─── EXERCISE TEXT

Mommy, you smell like grandma

The other day Elliot surprised me with a hug while I was sorting laundry. He closed his eyes, gave me a tight squeeze and said lovingly, “Mommy, you smell like Cranky hal-mon-ee (grandma in Korean). A couple of years ago, my mother-in-law surprised them with a crane named Cranky for Christmas from Thomas the train collection. Ever since then, that nickname has stayed although it has no ties to her being a cranky person.

They love her, so I took it as a compliment.

How could he have known that his comment would baffle me? I’m pretty sure most people don’t like to be told they smell like an old person. If my mother-in-law were not a tidy person I would have questioned my hygiene habits. However, she is an obsessive cleaner who sanitizes door knobs and toilet flush handles after visitors leave along with other cleaning quirks.

That comment brought memories of my mom’s sweet odor when she cuddled me when I was younger; she smelled warm, sweet, and play dough-y. I thought it was the lotion she used, but years later she smelled the same. Then, there was the odor of my eccentric grandmother who smelled like soy milk, too much powder on her face (it had to be 2 shades lighter than her skin tone), and dried fish (cooking with anchovies and not fond of brushing teeth). It was a funky combination of odors, but I loved its familiarity.

These days I love the smell of my kids when we cuddle or when we’re hanging out on the couch together. I can’t articulate what it actually smells like, but I’ll borrow Elliot’s words to describe it: “makes hearts come out of my eyes.”

An article about the science of smell states that a biological explanation exists as to how a sense of smell allows mothers to recognize their own child’s pheromones from someone else’s. This article explains that babies are familiar with their mother’s pheromones soon after birth; they learned the smell while growing in the womb. Also, when a newborn baby learns to breastfeed, they can find mom’s breast by smelling her pheromones. It’s a natural way of bonding between mother and child.

http://www.inforefuge.com/science-of-smell-mother-infant-bonding

It’s no wonder that mothers love babies’ smell! I assumed the intoxicating smell was from the trace of formula, baby’s soft breath, or scent of shampoo; turns out to be an amazing phenomenon and an unmistakable bond between mother and child.

──────

> TASKS TO PERFORM:
(1) Please quote the essay about smell word for word, starting with "They love her, so" and going on through "other cleaning quirks.".
(2) Name every smell the essay about smell gives for the writer's eccentric grandmother.

─── SOURCE MATERIAL

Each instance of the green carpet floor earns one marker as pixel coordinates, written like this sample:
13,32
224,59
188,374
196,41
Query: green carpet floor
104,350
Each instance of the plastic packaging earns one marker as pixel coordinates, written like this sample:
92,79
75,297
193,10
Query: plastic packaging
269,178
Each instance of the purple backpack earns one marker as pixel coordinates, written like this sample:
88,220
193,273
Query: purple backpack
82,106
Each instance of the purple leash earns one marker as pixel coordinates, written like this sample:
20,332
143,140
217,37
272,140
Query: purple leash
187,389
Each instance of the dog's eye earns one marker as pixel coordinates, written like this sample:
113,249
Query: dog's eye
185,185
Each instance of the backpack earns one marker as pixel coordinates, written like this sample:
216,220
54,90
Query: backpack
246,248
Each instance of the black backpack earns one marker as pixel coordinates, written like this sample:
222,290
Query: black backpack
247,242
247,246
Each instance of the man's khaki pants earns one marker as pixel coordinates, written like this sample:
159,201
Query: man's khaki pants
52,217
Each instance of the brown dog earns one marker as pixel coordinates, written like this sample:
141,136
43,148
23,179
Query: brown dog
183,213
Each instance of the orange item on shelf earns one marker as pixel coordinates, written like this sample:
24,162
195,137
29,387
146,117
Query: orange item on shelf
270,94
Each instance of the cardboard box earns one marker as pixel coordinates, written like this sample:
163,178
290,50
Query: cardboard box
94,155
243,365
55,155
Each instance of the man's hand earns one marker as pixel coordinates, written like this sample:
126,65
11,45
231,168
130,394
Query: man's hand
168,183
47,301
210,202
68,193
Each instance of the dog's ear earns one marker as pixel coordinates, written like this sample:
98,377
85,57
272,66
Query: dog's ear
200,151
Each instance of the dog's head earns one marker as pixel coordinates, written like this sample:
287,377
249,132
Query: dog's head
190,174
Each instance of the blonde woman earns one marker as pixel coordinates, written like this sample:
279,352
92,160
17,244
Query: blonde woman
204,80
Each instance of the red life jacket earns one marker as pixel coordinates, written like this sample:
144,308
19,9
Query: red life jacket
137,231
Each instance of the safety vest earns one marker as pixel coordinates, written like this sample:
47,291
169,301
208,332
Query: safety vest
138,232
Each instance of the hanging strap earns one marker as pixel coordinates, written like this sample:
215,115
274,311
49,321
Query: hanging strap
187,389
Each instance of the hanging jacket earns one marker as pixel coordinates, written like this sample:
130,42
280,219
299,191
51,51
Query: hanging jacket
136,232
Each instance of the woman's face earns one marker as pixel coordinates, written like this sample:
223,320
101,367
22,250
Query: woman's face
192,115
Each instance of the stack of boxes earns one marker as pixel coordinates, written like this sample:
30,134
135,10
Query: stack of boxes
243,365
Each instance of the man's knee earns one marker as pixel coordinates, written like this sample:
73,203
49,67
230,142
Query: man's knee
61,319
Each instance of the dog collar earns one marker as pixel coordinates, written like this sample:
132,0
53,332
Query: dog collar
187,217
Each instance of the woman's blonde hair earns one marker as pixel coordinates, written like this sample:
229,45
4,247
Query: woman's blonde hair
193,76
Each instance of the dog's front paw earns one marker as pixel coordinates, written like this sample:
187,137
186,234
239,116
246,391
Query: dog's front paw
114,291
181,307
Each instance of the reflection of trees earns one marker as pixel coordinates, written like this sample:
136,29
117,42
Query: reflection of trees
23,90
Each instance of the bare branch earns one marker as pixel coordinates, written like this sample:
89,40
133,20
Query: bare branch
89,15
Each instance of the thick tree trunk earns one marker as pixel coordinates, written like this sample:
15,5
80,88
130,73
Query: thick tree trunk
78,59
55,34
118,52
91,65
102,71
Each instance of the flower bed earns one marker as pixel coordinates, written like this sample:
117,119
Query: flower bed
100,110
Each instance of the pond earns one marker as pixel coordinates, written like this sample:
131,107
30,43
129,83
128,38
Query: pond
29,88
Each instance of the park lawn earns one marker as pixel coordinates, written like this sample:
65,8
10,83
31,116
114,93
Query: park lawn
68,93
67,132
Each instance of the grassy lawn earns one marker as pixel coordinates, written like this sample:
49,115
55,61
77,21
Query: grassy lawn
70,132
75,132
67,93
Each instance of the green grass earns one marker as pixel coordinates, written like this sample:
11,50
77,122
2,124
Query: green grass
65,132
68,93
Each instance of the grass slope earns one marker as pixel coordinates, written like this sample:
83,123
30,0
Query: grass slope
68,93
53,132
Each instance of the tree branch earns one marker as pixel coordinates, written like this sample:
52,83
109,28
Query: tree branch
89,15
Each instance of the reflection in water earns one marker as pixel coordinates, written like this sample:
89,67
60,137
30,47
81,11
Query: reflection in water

──────

> RESPONSES:
(1)
They love her, so I took it as a compliment.

How could he have known that his comment would baffle me? I’m pretty sure most people don’t like to be told they smell like an old person. If my mother-in-law were not a tidy person I would have questioned my hygiene habits. However, she is an obsessive cleaner who sanitizes door knobs and toilet flush handles after visitors leave along with other cleaning quirks.

(2)
- soy milk
- too much powder on her face
- dried fish